***** Records supplied *****

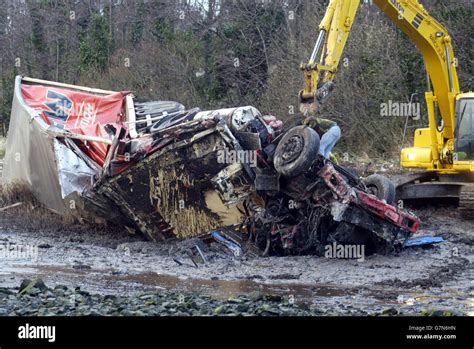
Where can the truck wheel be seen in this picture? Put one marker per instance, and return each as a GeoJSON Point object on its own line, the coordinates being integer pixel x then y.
{"type": "Point", "coordinates": [382, 187]}
{"type": "Point", "coordinates": [297, 151]}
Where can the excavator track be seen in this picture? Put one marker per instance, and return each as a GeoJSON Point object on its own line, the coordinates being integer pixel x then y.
{"type": "Point", "coordinates": [466, 202]}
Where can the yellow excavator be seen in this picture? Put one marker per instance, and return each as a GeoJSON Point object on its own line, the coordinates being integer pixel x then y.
{"type": "Point", "coordinates": [445, 149]}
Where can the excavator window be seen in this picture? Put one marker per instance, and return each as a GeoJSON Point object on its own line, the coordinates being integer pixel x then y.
{"type": "Point", "coordinates": [465, 129]}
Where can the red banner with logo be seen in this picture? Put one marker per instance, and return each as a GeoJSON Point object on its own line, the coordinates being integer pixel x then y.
{"type": "Point", "coordinates": [78, 112]}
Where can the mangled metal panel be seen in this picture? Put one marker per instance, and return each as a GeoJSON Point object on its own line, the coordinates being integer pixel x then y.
{"type": "Point", "coordinates": [41, 113]}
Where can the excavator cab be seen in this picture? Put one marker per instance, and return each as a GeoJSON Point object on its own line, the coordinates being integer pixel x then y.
{"type": "Point", "coordinates": [464, 131]}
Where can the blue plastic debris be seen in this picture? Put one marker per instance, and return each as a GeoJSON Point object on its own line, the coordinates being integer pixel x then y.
{"type": "Point", "coordinates": [423, 240]}
{"type": "Point", "coordinates": [236, 250]}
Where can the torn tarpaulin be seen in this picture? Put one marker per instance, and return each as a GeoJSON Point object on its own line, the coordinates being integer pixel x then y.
{"type": "Point", "coordinates": [166, 175]}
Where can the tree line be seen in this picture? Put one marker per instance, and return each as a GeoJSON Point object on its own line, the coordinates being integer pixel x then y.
{"type": "Point", "coordinates": [222, 53]}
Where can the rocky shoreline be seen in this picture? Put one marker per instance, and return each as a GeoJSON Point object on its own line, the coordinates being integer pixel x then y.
{"type": "Point", "coordinates": [34, 298]}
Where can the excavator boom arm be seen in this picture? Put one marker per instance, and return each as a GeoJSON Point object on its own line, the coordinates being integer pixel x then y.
{"type": "Point", "coordinates": [429, 36]}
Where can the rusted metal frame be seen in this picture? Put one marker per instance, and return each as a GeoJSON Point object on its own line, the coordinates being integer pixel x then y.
{"type": "Point", "coordinates": [55, 132]}
{"type": "Point", "coordinates": [166, 149]}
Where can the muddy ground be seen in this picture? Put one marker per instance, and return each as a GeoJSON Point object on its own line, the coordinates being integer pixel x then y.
{"type": "Point", "coordinates": [110, 261]}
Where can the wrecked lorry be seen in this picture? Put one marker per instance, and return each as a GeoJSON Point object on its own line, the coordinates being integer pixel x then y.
{"type": "Point", "coordinates": [171, 172]}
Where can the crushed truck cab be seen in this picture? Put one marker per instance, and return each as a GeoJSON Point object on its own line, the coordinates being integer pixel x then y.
{"type": "Point", "coordinates": [171, 172]}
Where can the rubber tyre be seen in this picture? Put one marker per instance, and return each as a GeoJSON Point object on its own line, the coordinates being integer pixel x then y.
{"type": "Point", "coordinates": [302, 159]}
{"type": "Point", "coordinates": [382, 187]}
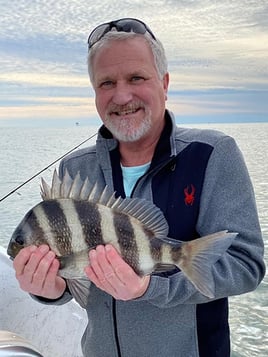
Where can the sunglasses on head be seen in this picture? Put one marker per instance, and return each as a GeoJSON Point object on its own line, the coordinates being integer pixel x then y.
{"type": "Point", "coordinates": [121, 25]}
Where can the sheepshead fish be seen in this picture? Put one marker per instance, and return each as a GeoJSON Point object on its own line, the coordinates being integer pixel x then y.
{"type": "Point", "coordinates": [76, 216]}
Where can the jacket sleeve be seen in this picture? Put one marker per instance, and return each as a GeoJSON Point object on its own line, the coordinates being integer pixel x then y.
{"type": "Point", "coordinates": [227, 202]}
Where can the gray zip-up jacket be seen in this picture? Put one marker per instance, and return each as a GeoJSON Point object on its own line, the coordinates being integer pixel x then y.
{"type": "Point", "coordinates": [200, 181]}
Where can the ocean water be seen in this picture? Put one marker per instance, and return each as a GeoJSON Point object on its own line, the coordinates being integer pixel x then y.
{"type": "Point", "coordinates": [26, 151]}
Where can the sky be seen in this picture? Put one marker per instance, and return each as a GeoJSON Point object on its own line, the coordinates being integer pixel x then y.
{"type": "Point", "coordinates": [217, 53]}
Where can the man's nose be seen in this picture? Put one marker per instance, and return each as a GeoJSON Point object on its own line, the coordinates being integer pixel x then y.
{"type": "Point", "coordinates": [122, 93]}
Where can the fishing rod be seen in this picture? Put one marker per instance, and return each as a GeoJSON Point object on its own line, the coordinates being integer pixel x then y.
{"type": "Point", "coordinates": [45, 168]}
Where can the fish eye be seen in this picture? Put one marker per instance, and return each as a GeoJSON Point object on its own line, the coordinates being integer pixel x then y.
{"type": "Point", "coordinates": [19, 239]}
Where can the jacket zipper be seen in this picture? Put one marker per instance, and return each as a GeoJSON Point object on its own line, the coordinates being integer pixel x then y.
{"type": "Point", "coordinates": [116, 330]}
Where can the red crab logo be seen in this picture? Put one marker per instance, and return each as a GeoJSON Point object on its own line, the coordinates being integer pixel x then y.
{"type": "Point", "coordinates": [189, 195]}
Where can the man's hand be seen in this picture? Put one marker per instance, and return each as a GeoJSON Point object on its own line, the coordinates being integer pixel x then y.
{"type": "Point", "coordinates": [109, 272]}
{"type": "Point", "coordinates": [37, 272]}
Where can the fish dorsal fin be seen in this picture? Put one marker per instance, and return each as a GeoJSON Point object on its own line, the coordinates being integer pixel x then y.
{"type": "Point", "coordinates": [144, 211]}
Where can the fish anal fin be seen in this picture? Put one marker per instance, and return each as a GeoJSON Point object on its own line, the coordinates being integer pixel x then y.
{"type": "Point", "coordinates": [162, 268]}
{"type": "Point", "coordinates": [79, 288]}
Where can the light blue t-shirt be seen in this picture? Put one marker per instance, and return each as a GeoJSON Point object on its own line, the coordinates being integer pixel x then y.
{"type": "Point", "coordinates": [131, 174]}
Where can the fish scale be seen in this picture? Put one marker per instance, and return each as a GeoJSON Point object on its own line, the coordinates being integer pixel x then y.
{"type": "Point", "coordinates": [76, 216]}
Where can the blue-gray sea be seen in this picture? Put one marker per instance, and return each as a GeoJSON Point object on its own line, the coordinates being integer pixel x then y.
{"type": "Point", "coordinates": [25, 151]}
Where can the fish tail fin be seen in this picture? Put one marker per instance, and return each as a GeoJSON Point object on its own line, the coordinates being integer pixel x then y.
{"type": "Point", "coordinates": [198, 256]}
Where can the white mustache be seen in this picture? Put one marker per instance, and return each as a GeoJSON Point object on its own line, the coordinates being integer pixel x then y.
{"type": "Point", "coordinates": [125, 109]}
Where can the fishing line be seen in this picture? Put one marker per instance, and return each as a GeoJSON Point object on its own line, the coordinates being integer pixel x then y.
{"type": "Point", "coordinates": [45, 168]}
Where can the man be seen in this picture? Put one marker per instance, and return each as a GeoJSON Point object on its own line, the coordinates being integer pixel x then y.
{"type": "Point", "coordinates": [199, 180]}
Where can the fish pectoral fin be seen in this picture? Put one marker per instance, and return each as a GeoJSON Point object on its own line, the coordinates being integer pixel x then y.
{"type": "Point", "coordinates": [162, 268]}
{"type": "Point", "coordinates": [79, 288]}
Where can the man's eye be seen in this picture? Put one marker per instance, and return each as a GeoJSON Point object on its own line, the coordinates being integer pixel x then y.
{"type": "Point", "coordinates": [106, 84]}
{"type": "Point", "coordinates": [137, 79]}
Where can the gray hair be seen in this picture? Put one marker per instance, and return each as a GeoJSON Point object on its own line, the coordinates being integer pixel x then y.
{"type": "Point", "coordinates": [155, 45]}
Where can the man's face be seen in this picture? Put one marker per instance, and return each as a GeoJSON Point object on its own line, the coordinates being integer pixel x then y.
{"type": "Point", "coordinates": [130, 97]}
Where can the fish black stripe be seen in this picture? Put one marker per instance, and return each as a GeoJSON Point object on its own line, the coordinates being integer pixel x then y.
{"type": "Point", "coordinates": [126, 240]}
{"type": "Point", "coordinates": [59, 226]}
{"type": "Point", "coordinates": [90, 220]}
{"type": "Point", "coordinates": [32, 220]}
{"type": "Point", "coordinates": [155, 246]}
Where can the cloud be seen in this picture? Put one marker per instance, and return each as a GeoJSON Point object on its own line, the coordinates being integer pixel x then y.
{"type": "Point", "coordinates": [210, 46]}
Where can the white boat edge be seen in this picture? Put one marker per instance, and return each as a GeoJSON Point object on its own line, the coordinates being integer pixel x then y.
{"type": "Point", "coordinates": [53, 330]}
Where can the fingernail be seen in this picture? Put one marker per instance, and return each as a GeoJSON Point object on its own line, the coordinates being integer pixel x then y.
{"type": "Point", "coordinates": [44, 248]}
{"type": "Point", "coordinates": [51, 255]}
{"type": "Point", "coordinates": [108, 248]}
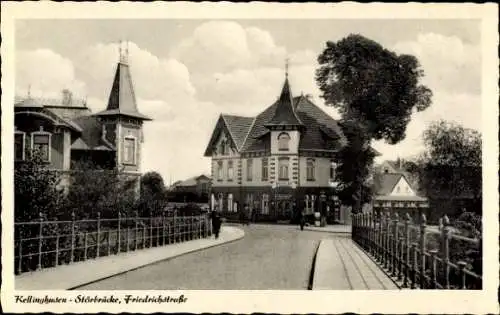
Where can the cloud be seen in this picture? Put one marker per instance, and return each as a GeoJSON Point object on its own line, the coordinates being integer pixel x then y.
{"type": "Point", "coordinates": [154, 78]}
{"type": "Point", "coordinates": [46, 74]}
{"type": "Point", "coordinates": [449, 64]}
{"type": "Point", "coordinates": [453, 72]}
{"type": "Point", "coordinates": [223, 46]}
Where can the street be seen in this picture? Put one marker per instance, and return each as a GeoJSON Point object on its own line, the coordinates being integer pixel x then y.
{"type": "Point", "coordinates": [270, 257]}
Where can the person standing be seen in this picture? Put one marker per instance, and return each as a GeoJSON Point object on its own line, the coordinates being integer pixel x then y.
{"type": "Point", "coordinates": [302, 220]}
{"type": "Point", "coordinates": [216, 224]}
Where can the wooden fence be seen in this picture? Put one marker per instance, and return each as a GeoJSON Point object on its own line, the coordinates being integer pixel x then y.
{"type": "Point", "coordinates": [44, 244]}
{"type": "Point", "coordinates": [418, 256]}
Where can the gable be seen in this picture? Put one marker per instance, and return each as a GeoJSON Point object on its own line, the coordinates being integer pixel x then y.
{"type": "Point", "coordinates": [402, 188]}
{"type": "Point", "coordinates": [221, 133]}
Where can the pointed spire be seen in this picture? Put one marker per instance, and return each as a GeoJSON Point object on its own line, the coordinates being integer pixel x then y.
{"type": "Point", "coordinates": [285, 112]}
{"type": "Point", "coordinates": [122, 99]}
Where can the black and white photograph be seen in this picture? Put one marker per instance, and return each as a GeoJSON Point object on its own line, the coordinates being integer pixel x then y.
{"type": "Point", "coordinates": [150, 156]}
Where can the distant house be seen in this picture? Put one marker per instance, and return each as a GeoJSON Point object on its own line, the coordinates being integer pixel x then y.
{"type": "Point", "coordinates": [197, 185]}
{"type": "Point", "coordinates": [65, 131]}
{"type": "Point", "coordinates": [395, 194]}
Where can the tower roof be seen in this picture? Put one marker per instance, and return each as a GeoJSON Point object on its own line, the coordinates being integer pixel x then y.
{"type": "Point", "coordinates": [285, 112]}
{"type": "Point", "coordinates": [122, 99]}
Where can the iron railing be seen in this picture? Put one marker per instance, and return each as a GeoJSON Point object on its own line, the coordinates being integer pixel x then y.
{"type": "Point", "coordinates": [419, 256]}
{"type": "Point", "coordinates": [44, 244]}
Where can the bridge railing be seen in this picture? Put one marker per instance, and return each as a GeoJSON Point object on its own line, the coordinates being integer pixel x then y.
{"type": "Point", "coordinates": [417, 255]}
{"type": "Point", "coordinates": [44, 244]}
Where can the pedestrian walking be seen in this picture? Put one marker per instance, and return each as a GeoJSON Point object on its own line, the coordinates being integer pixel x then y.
{"type": "Point", "coordinates": [302, 220]}
{"type": "Point", "coordinates": [216, 224]}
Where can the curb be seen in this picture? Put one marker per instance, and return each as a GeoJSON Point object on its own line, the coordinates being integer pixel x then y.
{"type": "Point", "coordinates": [237, 235]}
{"type": "Point", "coordinates": [380, 267]}
{"type": "Point", "coordinates": [161, 260]}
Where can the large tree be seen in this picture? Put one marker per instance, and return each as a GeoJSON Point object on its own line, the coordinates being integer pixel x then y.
{"type": "Point", "coordinates": [36, 189]}
{"type": "Point", "coordinates": [377, 90]}
{"type": "Point", "coordinates": [451, 164]}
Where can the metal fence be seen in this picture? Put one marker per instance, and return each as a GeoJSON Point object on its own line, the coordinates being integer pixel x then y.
{"type": "Point", "coordinates": [420, 256]}
{"type": "Point", "coordinates": [44, 244]}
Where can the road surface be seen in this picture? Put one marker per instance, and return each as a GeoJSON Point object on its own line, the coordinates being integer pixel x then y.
{"type": "Point", "coordinates": [271, 257]}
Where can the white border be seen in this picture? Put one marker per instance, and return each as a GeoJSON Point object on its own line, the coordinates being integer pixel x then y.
{"type": "Point", "coordinates": [484, 301]}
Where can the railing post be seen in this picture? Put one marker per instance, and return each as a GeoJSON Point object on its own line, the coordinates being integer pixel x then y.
{"type": "Point", "coordinates": [433, 261]}
{"type": "Point", "coordinates": [407, 251]}
{"type": "Point", "coordinates": [57, 249]}
{"type": "Point", "coordinates": [40, 242]}
{"type": "Point", "coordinates": [414, 266]}
{"type": "Point", "coordinates": [72, 253]}
{"type": "Point", "coordinates": [380, 237]}
{"type": "Point", "coordinates": [369, 240]}
{"type": "Point", "coordinates": [461, 268]}
{"type": "Point", "coordinates": [20, 266]}
{"type": "Point", "coordinates": [118, 237]}
{"type": "Point", "coordinates": [388, 240]}
{"type": "Point", "coordinates": [98, 233]}
{"type": "Point", "coordinates": [150, 229]}
{"type": "Point", "coordinates": [423, 224]}
{"type": "Point", "coordinates": [395, 251]}
{"type": "Point", "coordinates": [445, 238]}
{"type": "Point", "coordinates": [163, 224]}
{"type": "Point", "coordinates": [85, 246]}
{"type": "Point", "coordinates": [400, 258]}
{"type": "Point", "coordinates": [136, 229]}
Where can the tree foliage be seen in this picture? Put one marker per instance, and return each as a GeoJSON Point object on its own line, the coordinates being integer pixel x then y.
{"type": "Point", "coordinates": [364, 80]}
{"type": "Point", "coordinates": [94, 189]}
{"type": "Point", "coordinates": [355, 162]}
{"type": "Point", "coordinates": [375, 91]}
{"type": "Point", "coordinates": [36, 190]}
{"type": "Point", "coordinates": [153, 194]}
{"type": "Point", "coordinates": [451, 167]}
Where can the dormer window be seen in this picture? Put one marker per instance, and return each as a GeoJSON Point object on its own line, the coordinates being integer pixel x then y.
{"type": "Point", "coordinates": [129, 150]}
{"type": "Point", "coordinates": [283, 141]}
{"type": "Point", "coordinates": [19, 145]}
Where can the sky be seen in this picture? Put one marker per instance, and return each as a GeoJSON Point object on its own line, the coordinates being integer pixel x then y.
{"type": "Point", "coordinates": [187, 72]}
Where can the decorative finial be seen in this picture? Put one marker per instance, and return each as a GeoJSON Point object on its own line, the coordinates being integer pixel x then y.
{"type": "Point", "coordinates": [123, 52]}
{"type": "Point", "coordinates": [287, 61]}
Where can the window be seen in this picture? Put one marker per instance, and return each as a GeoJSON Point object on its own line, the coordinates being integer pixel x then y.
{"type": "Point", "coordinates": [230, 172]}
{"type": "Point", "coordinates": [283, 142]}
{"type": "Point", "coordinates": [230, 203]}
{"type": "Point", "coordinates": [41, 144]}
{"type": "Point", "coordinates": [19, 149]}
{"type": "Point", "coordinates": [283, 168]}
{"type": "Point", "coordinates": [129, 150]}
{"type": "Point", "coordinates": [221, 202]}
{"type": "Point", "coordinates": [220, 170]}
{"type": "Point", "coordinates": [310, 169]}
{"type": "Point", "coordinates": [265, 174]}
{"type": "Point", "coordinates": [333, 169]}
{"type": "Point", "coordinates": [249, 170]}
{"type": "Point", "coordinates": [265, 204]}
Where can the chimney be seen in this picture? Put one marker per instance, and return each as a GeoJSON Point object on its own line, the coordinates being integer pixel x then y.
{"type": "Point", "coordinates": [67, 97]}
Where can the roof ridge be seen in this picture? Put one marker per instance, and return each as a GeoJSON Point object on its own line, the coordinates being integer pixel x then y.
{"type": "Point", "coordinates": [249, 131]}
{"type": "Point", "coordinates": [229, 129]}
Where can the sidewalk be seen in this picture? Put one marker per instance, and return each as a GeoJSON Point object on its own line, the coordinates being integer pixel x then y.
{"type": "Point", "coordinates": [336, 228]}
{"type": "Point", "coordinates": [341, 265]}
{"type": "Point", "coordinates": [72, 276]}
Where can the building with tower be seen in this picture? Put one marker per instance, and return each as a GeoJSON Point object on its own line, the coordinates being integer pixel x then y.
{"type": "Point", "coordinates": [275, 164]}
{"type": "Point", "coordinates": [65, 130]}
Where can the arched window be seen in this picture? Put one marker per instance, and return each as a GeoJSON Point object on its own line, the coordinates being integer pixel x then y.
{"type": "Point", "coordinates": [230, 203]}
{"type": "Point", "coordinates": [310, 169]}
{"type": "Point", "coordinates": [283, 141]}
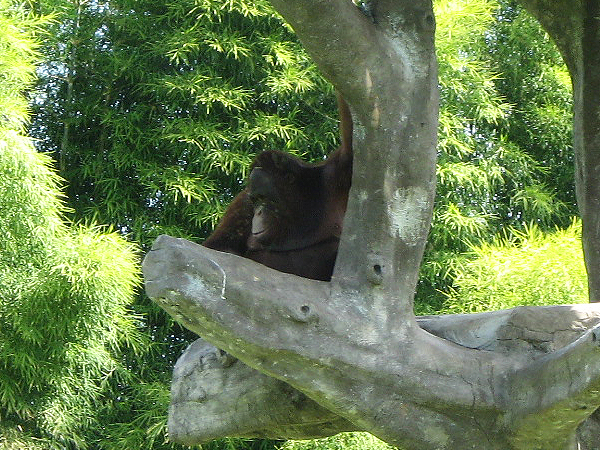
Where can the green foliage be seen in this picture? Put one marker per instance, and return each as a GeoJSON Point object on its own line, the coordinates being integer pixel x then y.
{"type": "Point", "coordinates": [528, 267]}
{"type": "Point", "coordinates": [154, 110]}
{"type": "Point", "coordinates": [505, 154]}
{"type": "Point", "coordinates": [342, 441]}
{"type": "Point", "coordinates": [65, 290]}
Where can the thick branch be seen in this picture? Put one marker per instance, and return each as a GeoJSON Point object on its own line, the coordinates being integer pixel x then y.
{"type": "Point", "coordinates": [355, 370]}
{"type": "Point", "coordinates": [215, 395]}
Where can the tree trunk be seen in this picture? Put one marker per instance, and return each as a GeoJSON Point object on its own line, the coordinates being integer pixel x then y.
{"type": "Point", "coordinates": [349, 354]}
{"type": "Point", "coordinates": [575, 27]}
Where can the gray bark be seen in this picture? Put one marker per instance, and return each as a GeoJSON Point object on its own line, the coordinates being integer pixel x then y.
{"type": "Point", "coordinates": [350, 354]}
{"type": "Point", "coordinates": [406, 385]}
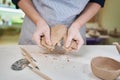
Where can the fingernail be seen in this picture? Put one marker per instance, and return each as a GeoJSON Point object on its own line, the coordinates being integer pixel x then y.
{"type": "Point", "coordinates": [67, 45]}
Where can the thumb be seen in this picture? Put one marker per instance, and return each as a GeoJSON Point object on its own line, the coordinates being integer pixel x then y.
{"type": "Point", "coordinates": [47, 38]}
{"type": "Point", "coordinates": [68, 42]}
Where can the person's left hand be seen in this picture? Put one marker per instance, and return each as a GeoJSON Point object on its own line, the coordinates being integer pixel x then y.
{"type": "Point", "coordinates": [74, 34]}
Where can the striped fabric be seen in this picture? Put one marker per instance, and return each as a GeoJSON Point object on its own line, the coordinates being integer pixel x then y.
{"type": "Point", "coordinates": [59, 11]}
{"type": "Point", "coordinates": [54, 12]}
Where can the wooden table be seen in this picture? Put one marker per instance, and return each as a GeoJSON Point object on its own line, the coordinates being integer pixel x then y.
{"type": "Point", "coordinates": [74, 66]}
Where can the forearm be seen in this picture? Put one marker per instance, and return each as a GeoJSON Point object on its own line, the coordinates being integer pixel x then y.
{"type": "Point", "coordinates": [90, 10]}
{"type": "Point", "coordinates": [30, 11]}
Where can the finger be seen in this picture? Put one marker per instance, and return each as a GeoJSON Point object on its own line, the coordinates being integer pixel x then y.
{"type": "Point", "coordinates": [68, 42]}
{"type": "Point", "coordinates": [47, 38]}
{"type": "Point", "coordinates": [37, 40]}
{"type": "Point", "coordinates": [80, 43]}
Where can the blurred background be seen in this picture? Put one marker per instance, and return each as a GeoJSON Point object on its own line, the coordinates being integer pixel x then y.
{"type": "Point", "coordinates": [102, 29]}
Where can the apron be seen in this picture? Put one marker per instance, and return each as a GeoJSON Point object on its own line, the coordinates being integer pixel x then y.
{"type": "Point", "coordinates": [54, 12]}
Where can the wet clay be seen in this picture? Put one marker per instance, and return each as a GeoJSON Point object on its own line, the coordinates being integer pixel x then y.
{"type": "Point", "coordinates": [58, 33]}
{"type": "Point", "coordinates": [105, 68]}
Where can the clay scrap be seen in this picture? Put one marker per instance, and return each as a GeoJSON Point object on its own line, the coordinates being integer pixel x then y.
{"type": "Point", "coordinates": [105, 68]}
{"type": "Point", "coordinates": [58, 33]}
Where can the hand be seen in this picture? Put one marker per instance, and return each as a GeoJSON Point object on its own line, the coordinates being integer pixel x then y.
{"type": "Point", "coordinates": [74, 34]}
{"type": "Point", "coordinates": [42, 30]}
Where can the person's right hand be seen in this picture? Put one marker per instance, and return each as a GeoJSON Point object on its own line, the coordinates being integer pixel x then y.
{"type": "Point", "coordinates": [42, 30]}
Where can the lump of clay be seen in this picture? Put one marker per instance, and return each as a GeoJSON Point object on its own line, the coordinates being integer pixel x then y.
{"type": "Point", "coordinates": [58, 33]}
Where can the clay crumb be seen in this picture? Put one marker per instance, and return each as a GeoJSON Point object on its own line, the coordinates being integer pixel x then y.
{"type": "Point", "coordinates": [55, 58]}
{"type": "Point", "coordinates": [68, 60]}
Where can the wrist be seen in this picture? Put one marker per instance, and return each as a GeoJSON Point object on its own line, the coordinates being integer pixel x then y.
{"type": "Point", "coordinates": [76, 25]}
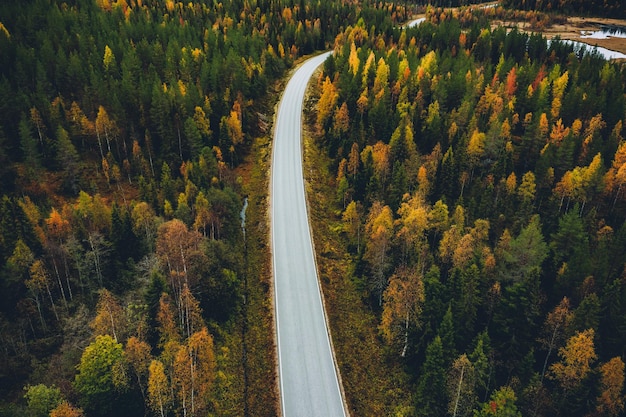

*****

• [Task prompt] Pull out every line in the records above that contains the word "with", and list those lines in the order they appear.

• [Complete response]
Where can the red banner with logo be seen in this picture? Put one marker per instance, and return each as a GeoJSON Point object on its own line, the coordinates being integer pixel x then y.
Where can the building with tower be seen in this picture? Put one marker per instance, and return each as a GeoJSON Point object on its own line, the coordinates being integer pixel x then y.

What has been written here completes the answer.